---------- EXCERPT PROVIDED ----------

Bionic ears and how they change the brain

30 years ago the potential for deaf children to communicate verbally was greatly diminished. Now with bionic ears, and educational support, people with even a profound hearing loss can speak clearly and confidently – many even learn multiple languages.

5 year old bilateral cochlear implant recipient Alana Brown has a passion for music and dancing. Alana was born profoundly deaf and received her first cochlear implant at 16 months and her second at 22 months. Alana’s family have written a poem about the change this made in their lives

We cried the day that we found out,
she could not hear a whisper even a shout.

Sounds of music and birds that sing
she couldn’t hear a single thing.

Now a miracle has made her hear,
it bought us hope and joy and many more tears.

Now our girl can hear these things,
can dance and move and even sing

Doctors and audiologists observed that children implanted early in life like Alana respond very well to communications training.

This was thought to be the result of brain plasticity – the ability of the brain to re-organize itself by forming new connections between brain cells (neurons) via new experiences.

In the case of the bionic ear, the new experience is sound, from the device stimulating the auditory nerve in the cochlea.

Research such as the Bionics Institute research project
The bionic ear and brain plasticity
has produced results to support this theory.

James and the team will continue to explore the nature of plasticity and other remarkable traits of the brain stimulated by bionic ears.

This will lead to a future filled with more opportunities for kids like Alana.

---------- SOURCE INFORMATION ----------

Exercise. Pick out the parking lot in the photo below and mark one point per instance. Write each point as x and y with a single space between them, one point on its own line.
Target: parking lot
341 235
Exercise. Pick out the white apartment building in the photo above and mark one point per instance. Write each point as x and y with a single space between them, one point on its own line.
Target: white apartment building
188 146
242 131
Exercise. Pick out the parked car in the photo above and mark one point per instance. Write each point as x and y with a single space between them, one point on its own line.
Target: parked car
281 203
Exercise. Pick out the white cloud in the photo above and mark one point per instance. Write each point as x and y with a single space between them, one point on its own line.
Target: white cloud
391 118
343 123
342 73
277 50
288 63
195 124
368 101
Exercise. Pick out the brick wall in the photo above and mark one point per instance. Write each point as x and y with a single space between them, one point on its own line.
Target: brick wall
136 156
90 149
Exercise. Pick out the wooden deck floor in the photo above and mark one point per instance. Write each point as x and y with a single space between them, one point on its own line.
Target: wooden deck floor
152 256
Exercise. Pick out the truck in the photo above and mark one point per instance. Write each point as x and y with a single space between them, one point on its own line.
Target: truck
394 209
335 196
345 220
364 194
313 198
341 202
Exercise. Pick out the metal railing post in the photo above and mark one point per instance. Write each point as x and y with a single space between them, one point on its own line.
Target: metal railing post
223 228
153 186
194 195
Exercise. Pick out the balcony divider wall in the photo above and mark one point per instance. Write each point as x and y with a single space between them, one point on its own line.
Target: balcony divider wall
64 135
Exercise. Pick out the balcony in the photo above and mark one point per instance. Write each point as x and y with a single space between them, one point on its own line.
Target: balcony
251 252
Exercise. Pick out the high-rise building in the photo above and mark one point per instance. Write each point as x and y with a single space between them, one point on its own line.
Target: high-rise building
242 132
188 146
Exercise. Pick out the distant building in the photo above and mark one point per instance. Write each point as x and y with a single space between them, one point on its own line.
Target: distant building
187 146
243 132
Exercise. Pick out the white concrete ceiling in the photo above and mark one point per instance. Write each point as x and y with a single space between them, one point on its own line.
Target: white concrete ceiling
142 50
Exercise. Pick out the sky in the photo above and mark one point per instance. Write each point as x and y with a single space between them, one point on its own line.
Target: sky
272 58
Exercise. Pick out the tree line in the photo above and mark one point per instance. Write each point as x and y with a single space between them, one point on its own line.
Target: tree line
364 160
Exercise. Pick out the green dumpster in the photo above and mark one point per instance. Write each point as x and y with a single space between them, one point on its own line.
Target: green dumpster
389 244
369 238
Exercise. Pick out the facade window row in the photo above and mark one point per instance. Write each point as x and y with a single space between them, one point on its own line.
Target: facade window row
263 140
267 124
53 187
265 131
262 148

----------

ACTIONS TO TAKE:
1. Echo the bionic ears article from "Now our girl" up to and including "via new experiences.".
2. According to the bionic ears article, at what age did Alana Brown receive her first cochlear implant?
3. Render this sentence from the bionic ears article in Spanish: "In the case of the bionic ear, the new experience is sound, from the device stimulating the auditory nerve in the cochlea."

OUTPUTS BY TASK:
1.
Now our girl can hear these things,
can dance and move and even sing

Doctors and audiologists observed that children implanted early in life like Alana respond very well to communications training.

This was thought to be the result of brain plasticity – the ability of the brain to re-organize itself by forming new connections between brain cells (neurons) via new experiences.

2. At 16 months.

3. En el caso del oído biónico, la nueva experiencia es el sonido, proveniente del dispositivo que estimula el nervio auditivo en la cóclea.